**Article**
# # #

11.2 Indemnification.
(a) Except to the extent that Material Misconduct on the part of an
Indemnified Person shall have given rise to the matter at issue, the Company shall indemnify and
hold such Indemnified Person harmless from and against any loss, expense, damage, or injury
suffered or sustained by such Indemnified Person by reason of any actual or threatened claim,
demand, or Proceeding (civil, criminal, administrative or investigative) (a “Claim”) in which
such Indemnified Person may be involved, as a party or otherwise, by reason of its actual or
alleged management of, or involvement in, the affairs of the Company; provided, however, that
any indemnification under this Section 11.2 shall be provided out of, and to the extent of,
Company assets only, and no other Person shall have any personal liability on account thereof.

# # #

**The data**

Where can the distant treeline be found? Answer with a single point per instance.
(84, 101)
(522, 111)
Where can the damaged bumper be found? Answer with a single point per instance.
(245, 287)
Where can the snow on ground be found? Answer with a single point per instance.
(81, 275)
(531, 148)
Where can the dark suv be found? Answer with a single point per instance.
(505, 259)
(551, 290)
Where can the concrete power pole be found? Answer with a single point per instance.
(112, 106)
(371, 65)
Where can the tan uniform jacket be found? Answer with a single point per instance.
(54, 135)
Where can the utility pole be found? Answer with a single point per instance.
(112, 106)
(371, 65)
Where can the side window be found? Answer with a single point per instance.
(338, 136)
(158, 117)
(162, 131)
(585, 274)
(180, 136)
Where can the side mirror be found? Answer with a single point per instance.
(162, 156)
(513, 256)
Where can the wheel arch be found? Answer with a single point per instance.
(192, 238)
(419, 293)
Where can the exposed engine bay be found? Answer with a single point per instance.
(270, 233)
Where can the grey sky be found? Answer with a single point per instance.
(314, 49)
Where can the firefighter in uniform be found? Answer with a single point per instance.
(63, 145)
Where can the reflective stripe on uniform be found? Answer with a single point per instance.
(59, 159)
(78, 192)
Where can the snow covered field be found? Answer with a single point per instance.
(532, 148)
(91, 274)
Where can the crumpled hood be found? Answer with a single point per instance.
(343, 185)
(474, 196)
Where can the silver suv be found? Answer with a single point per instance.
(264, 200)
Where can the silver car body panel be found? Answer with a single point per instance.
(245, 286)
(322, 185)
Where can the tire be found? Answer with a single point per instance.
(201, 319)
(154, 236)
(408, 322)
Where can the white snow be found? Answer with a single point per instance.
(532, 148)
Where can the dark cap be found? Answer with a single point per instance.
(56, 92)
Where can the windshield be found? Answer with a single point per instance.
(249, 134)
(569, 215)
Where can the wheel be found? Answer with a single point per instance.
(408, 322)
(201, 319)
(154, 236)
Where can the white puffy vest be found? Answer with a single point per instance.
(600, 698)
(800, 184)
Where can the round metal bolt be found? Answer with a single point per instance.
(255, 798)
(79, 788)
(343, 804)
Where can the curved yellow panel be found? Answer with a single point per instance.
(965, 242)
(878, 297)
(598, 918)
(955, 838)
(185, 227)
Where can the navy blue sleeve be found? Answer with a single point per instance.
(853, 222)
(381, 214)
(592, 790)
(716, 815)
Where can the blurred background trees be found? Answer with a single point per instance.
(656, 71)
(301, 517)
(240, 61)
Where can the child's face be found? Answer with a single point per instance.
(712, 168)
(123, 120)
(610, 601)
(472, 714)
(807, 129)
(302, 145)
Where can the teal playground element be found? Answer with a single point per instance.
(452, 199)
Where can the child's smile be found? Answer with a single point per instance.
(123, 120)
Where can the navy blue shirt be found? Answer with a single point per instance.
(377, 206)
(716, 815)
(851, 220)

# # #

**Given problem A**
For each statement about the indemnification clause, answer yes or no, and quote the exact words of the clause that settle it.
(i) The Claims covered may be civil, criminal, administrative or investigative.
(ii) Persons other than the Company share personal liability for the indemnification.
(iii) The indemnification is paid only from Company assets.
**Given problem B**
Reproduce the part of the rows that begins with the line containing "Where can the teal" and continues through the last of the rows.

**Correct output A**
(i) Yes: "(civil, criminal, administrative or investigative)"
(ii) No: "no other Person shall have any personal liability on account thereof"
(iii) Yes: "shall be provided out of, and to the extent of, Company assets only"

**Correct output B**
Where can the teal playground element be found? Answer with a single point per instance.
(452, 199)
Where can the child's smile be found? Answer with a single point per instance.
(123, 120)
Where can the navy blue shirt be found? Answer with a single point per instance.
(377, 206)
(716, 815)
(851, 220)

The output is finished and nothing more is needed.